Nothing but the lines from the one containing "For the dataset, tag each instance of the mountain" to the end of the data should be returned, each exactly as written.
>> start Material provided
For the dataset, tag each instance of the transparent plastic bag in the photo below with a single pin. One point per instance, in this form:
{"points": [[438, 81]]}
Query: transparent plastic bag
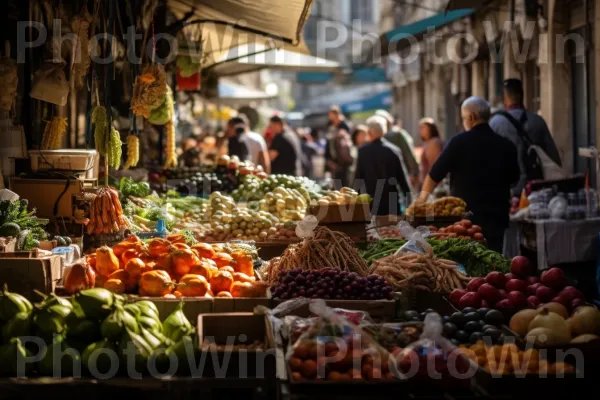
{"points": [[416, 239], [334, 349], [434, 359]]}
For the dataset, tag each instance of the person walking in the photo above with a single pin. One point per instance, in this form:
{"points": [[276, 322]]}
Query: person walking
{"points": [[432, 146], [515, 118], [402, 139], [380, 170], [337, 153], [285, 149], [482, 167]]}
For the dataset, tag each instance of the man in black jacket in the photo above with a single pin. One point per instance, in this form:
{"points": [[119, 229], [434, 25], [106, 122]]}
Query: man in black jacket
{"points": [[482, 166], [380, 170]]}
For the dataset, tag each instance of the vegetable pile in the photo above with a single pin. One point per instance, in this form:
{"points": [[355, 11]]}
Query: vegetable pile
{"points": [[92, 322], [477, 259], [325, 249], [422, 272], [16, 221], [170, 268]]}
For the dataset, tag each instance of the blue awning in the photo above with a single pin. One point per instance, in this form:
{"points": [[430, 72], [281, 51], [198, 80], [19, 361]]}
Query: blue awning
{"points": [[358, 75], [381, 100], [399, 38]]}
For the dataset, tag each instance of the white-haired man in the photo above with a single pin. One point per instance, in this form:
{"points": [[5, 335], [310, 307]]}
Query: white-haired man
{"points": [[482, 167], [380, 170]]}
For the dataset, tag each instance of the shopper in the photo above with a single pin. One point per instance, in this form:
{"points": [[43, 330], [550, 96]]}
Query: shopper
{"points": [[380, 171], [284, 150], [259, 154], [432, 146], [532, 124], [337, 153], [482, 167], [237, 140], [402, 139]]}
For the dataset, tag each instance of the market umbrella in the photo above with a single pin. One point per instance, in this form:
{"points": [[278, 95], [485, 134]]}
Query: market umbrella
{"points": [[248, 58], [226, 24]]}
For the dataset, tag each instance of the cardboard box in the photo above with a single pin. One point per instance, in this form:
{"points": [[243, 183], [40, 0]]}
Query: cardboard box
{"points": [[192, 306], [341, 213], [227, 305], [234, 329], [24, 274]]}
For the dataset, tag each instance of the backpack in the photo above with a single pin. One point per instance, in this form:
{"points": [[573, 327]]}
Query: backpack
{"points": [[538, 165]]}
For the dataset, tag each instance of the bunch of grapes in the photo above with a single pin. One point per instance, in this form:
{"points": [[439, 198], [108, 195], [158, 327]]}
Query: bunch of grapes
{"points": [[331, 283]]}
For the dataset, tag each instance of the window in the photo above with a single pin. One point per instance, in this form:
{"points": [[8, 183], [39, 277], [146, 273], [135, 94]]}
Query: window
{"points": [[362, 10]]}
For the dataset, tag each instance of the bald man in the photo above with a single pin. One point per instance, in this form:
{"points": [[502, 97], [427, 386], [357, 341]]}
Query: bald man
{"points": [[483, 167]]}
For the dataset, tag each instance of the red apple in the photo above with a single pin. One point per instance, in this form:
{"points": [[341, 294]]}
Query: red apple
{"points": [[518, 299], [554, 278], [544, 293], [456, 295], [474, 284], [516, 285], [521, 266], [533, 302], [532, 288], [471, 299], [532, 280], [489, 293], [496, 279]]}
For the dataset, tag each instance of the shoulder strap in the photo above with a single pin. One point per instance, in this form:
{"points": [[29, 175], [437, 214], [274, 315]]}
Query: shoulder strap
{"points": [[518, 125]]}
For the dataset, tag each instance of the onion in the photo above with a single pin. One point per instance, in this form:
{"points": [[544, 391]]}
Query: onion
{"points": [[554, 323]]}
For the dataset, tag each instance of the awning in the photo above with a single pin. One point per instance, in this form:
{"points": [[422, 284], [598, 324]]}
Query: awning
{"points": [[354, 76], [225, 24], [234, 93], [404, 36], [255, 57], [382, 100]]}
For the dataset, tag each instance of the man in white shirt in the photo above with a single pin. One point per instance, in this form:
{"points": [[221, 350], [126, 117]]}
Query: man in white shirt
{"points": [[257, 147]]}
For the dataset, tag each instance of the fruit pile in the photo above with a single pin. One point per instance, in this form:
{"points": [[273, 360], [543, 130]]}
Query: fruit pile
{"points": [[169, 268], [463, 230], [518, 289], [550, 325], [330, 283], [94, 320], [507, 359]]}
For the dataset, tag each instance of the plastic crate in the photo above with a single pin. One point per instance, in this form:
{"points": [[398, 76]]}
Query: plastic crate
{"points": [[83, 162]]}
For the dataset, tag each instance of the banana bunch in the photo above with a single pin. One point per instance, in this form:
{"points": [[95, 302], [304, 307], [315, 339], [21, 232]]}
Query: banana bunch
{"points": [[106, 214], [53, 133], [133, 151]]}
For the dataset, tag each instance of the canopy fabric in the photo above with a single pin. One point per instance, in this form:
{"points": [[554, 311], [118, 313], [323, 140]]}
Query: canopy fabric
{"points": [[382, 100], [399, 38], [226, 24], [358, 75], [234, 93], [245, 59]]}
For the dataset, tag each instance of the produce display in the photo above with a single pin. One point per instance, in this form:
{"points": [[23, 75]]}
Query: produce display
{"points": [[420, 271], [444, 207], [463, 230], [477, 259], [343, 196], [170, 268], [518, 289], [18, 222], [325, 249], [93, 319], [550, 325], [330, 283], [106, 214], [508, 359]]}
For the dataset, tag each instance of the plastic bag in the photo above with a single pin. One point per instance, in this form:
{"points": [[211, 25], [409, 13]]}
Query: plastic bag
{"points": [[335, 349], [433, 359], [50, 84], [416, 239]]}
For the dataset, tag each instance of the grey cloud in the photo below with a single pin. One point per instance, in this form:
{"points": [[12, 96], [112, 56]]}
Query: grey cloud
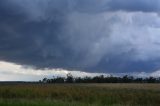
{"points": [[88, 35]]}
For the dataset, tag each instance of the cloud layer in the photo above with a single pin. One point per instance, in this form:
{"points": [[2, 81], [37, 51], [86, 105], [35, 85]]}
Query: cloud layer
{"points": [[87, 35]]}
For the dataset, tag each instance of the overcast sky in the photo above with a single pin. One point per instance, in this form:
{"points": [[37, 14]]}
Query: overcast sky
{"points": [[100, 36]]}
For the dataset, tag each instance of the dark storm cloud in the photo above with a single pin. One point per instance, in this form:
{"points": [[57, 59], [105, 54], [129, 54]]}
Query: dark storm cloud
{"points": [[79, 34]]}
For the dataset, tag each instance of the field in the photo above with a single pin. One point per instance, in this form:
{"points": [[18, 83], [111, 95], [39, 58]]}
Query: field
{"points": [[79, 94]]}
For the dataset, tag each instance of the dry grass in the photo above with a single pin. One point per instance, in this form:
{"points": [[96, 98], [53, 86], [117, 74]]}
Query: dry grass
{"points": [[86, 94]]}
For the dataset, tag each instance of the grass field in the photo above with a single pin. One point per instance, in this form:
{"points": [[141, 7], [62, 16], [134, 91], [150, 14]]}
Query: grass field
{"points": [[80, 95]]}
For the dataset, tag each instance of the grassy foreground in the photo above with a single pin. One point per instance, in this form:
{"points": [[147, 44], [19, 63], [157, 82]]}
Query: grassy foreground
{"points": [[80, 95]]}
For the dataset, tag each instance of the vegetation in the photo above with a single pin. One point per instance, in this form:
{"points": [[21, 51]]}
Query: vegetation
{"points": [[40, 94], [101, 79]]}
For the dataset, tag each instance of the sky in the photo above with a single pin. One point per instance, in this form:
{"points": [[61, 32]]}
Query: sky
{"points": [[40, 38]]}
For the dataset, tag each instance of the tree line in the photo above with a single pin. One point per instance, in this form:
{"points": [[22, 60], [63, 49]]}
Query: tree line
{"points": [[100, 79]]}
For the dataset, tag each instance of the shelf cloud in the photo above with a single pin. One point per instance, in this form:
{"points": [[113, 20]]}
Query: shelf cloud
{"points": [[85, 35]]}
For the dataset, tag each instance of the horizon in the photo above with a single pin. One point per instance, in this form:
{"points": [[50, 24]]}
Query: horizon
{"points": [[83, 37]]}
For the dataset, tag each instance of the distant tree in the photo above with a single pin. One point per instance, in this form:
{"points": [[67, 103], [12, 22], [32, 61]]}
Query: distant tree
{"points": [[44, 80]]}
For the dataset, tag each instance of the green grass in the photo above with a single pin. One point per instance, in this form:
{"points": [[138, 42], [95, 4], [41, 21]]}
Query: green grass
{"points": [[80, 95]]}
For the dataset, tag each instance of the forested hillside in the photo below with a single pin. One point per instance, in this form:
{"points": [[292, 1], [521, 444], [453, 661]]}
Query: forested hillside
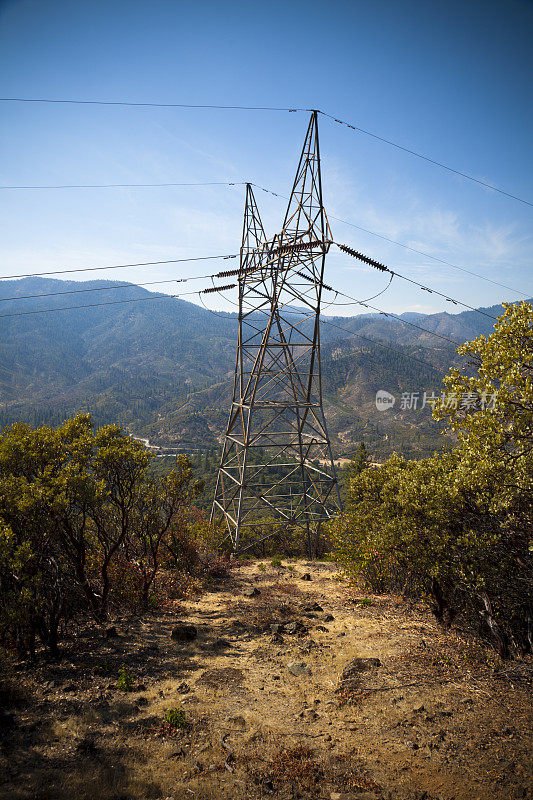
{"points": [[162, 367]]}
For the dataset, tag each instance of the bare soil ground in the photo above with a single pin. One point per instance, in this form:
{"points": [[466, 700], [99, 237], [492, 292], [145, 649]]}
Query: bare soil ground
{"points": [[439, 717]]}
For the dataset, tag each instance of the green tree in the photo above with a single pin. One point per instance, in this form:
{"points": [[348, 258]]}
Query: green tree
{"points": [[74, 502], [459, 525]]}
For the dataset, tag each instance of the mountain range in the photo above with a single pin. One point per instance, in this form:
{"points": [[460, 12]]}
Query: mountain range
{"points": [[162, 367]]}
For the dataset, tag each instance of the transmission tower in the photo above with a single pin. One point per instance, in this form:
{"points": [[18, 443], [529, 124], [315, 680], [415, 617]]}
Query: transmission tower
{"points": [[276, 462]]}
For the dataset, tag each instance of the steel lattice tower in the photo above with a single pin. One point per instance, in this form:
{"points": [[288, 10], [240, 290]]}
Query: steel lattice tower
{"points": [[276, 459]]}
>> end Material provided
> **Full solution**
For the dataset, tag each instance of the mountain range in the photo above with a single pin. One point per instance, in this form:
{"points": [[460, 12]]}
Query: mountain range
{"points": [[162, 367]]}
For the dataset, tag each instance of the transmission tower in the photo above with a single pin. One point per instance, in this form:
{"points": [[18, 443], [529, 124], [315, 680], [415, 617]]}
Query: transmission tower
{"points": [[276, 462]]}
For the dataset, tag each instance of the steel lattice tower in the photo above with a single pin. One point per instance, in this form:
{"points": [[288, 10], [240, 290]]}
Query: steel lattice tower
{"points": [[276, 459]]}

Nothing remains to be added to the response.